▸ GOAL OF THE EXERCISE: Can you edit the items below so that "whereabouts" becomes "location" everywhere, with nothing else altered? Leave the pictures out of your answer.

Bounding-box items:

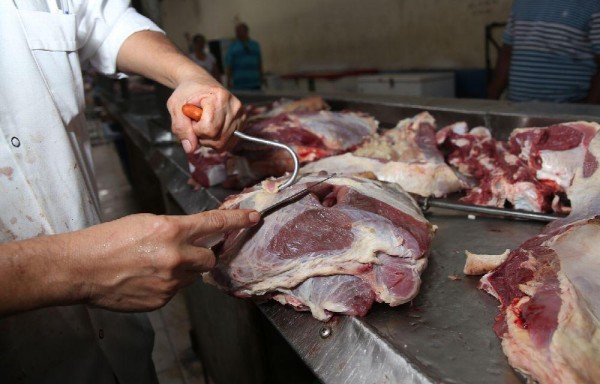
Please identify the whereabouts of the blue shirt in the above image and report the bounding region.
[225,40,261,90]
[503,0,600,102]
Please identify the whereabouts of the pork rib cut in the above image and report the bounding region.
[480,124,600,384]
[302,112,468,197]
[436,122,600,212]
[205,175,433,321]
[188,97,378,188]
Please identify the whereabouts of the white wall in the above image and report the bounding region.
[161,0,511,73]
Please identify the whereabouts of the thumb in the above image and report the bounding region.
[184,209,260,241]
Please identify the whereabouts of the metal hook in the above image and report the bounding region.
[181,104,300,191]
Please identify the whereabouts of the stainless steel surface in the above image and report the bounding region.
[260,208,543,384]
[233,131,300,191]
[418,197,560,223]
[105,88,600,384]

▸ TASK OUTPUT:
Please identify the location of the blue shirt in the above image and report the bounding region.
[225,40,261,90]
[503,0,600,102]
Please identify the location of the pork rib cut in the above image and report the bounding region.
[480,124,600,384]
[302,112,468,197]
[436,122,600,212]
[205,175,433,321]
[188,97,378,188]
Please identify the location of the white wall in the above image and report the bounding region.
[161,0,511,73]
Please identify the location of the thumb in the above image and report the bounding region.
[184,209,260,241]
Please identify the location of the metal hook in the above image and report the bounding region.
[181,104,300,191]
Please identify the location of the stainless steel surface in the above image and report the bounding region.
[260,208,543,384]
[233,131,300,191]
[418,197,560,223]
[105,88,600,384]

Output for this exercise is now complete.